(Entries drawn from a collection)

>>>

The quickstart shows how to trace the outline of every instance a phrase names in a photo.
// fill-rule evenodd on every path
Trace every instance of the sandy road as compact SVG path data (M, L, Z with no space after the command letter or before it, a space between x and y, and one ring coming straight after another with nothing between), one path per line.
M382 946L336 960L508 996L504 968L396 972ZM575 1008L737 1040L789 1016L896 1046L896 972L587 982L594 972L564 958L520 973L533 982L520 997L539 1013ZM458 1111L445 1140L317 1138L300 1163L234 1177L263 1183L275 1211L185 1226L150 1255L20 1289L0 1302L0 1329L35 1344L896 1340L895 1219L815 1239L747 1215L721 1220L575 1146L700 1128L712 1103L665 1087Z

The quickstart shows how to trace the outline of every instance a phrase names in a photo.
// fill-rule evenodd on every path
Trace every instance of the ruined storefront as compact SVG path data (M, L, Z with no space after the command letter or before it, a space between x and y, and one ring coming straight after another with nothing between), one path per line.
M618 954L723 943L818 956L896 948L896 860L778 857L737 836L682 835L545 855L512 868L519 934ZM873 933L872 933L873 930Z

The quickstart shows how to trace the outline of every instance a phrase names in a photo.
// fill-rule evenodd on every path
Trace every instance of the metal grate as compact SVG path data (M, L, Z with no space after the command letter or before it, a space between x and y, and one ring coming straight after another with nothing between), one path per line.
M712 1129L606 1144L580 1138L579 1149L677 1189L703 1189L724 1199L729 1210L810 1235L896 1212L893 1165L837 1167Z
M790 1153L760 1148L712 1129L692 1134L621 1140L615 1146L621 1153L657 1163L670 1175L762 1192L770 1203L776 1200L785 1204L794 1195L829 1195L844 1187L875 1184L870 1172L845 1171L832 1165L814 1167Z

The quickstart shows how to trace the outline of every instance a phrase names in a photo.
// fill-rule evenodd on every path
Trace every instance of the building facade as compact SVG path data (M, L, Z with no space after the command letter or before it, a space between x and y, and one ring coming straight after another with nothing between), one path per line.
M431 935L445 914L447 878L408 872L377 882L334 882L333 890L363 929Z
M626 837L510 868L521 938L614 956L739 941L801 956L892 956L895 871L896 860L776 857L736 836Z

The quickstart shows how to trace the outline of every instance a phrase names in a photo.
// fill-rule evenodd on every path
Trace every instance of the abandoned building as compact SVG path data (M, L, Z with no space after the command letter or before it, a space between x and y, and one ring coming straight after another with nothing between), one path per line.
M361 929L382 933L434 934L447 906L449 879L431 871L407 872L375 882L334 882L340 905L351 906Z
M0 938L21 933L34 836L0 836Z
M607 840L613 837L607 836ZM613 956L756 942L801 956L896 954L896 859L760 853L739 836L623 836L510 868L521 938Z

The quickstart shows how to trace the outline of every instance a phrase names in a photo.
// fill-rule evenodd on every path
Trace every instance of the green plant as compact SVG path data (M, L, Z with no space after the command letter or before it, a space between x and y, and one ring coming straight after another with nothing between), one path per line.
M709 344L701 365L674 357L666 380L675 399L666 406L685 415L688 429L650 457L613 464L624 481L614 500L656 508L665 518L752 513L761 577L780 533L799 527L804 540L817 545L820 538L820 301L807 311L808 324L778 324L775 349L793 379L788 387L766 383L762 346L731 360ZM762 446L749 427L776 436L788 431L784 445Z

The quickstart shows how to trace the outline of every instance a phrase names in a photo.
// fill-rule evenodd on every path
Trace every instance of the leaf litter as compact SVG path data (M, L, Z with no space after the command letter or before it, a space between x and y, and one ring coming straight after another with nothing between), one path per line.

<<<

> [Do this]: Present every non-blank line of the entries above as a Markdown table with the columns "Row" and "Text", numbering the rows in order.

> [Reply to the task]:
| Row | Text |
|---|---|
| 1 | The quickstart shows how to trace the outline of every instance a phrase names in a photo. |
| 2 | // fill-rule evenodd on every path |
| 3 | Trace every instance of the sandy road as compact SVG path data (M, L, Z with no space after the command letter or before it, a space between x and y, and one ring coming straight after another with nothing between), one path per line. |
| 4 | M382 946L336 960L508 996L504 968L396 972ZM575 1008L737 1040L789 1016L896 1046L896 972L587 982L594 972L564 958L520 973L533 982L520 997L539 1013ZM458 1111L445 1140L317 1138L300 1163L234 1177L263 1183L275 1211L185 1226L150 1255L20 1289L0 1302L0 1329L35 1344L896 1340L895 1219L815 1239L747 1215L721 1220L575 1146L700 1128L712 1103L665 1087Z |
| 5 | The quickstart shows how to trace the outline of every instance a phrase names in a photo. |
| 6 | // fill-rule evenodd on every path |
| 7 | Trace every instance of the ruined storefront as compact SVG path data (M, L, Z with no space after the command letter or before it, a space between x and y, and one ring coming straight after another with nothing between), one path per line. |
| 8 | M618 954L723 943L818 956L896 948L896 860L778 857L737 836L682 835L545 855L512 868L519 934ZM873 933L872 933L873 930Z |
| 9 | The quickstart shows how to trace the outline of every instance a phrase names in a photo. |
| 10 | // fill-rule evenodd on every path |
| 11 | Trace every instance of the metal grate as compact SVG path data (M, L, Z with no space after the command letter or before it, a space between x and y, and one ring coming straight after another with nothing between), one path per line. |
| 12 | M712 1129L606 1144L580 1138L579 1149L677 1189L703 1189L724 1199L729 1210L810 1235L896 1212L893 1165L837 1167Z |
| 13 | M790 1153L760 1148L712 1129L692 1134L621 1140L615 1146L621 1153L657 1163L670 1175L762 1192L770 1203L776 1200L785 1204L794 1195L829 1195L844 1187L875 1184L870 1172L845 1171L832 1165L814 1167Z |
| 14 | The quickstart shows how to trace the outline of every instance a phrase names in a photo. |
| 15 | // fill-rule evenodd on every path |
| 16 | Trace every instance of the building facade as compact SVG path data (M, L, Z with no space after the command letter or before it, a space between x and y, and one ring coming straight after another with nothing between), one path per line. |
| 17 | M431 935L445 914L447 878L408 872L377 882L334 882L333 890L363 929Z |
| 18 | M626 837L510 868L521 938L614 956L739 941L801 956L892 956L895 871L896 860L776 857L736 836Z |
| 19 | The quickstart shows how to trace the outline of every instance a phrase names in a photo. |
| 20 | // fill-rule evenodd on every path |
| 21 | Trace every instance of the abandoned building as compact SVG path data (M, L, Z with no space after the command letter or before it, a space between x and y, and one ring coming straight after another with nothing between), one path per line. |
| 22 | M361 929L382 933L434 934L447 906L449 879L431 871L407 872L375 882L334 882L340 905L351 906Z |
| 23 | M0 938L21 933L34 836L0 836Z |
| 24 | M607 840L613 837L607 836ZM613 956L756 942L801 956L896 954L896 859L760 853L739 836L623 836L510 868L521 938Z |
| 25 | The quickstart shows how to trace the outline of every instance a phrase names in a photo. |
| 26 | // fill-rule evenodd on every path |
| 27 | Trace every instance of the green plant as compact SVG path data (M, L, Z with no space after the command letter or before it, a space between x and y, and one ring coming straight after another with nothing between), one path per line. |
| 28 | M709 344L701 365L674 357L666 380L675 399L666 406L685 415L688 429L650 457L613 464L624 481L614 500L656 508L665 518L752 513L761 577L780 533L799 527L804 540L817 545L820 538L820 301L807 311L808 324L778 324L775 349L793 379L788 387L766 383L762 346L731 360ZM762 446L749 427L776 436L788 431L784 445Z |
| 29 | The quickstart shows how to trace the outline of every instance a phrase names in a photo. |
| 30 | // fill-rule evenodd on every path |
| 31 | Trace every instance of the leaf litter as compact SVG path data (M, L, Z with no space after the command letter or before it, a space between x and y, and one ring coming straight after another with nothing between), one path per line. |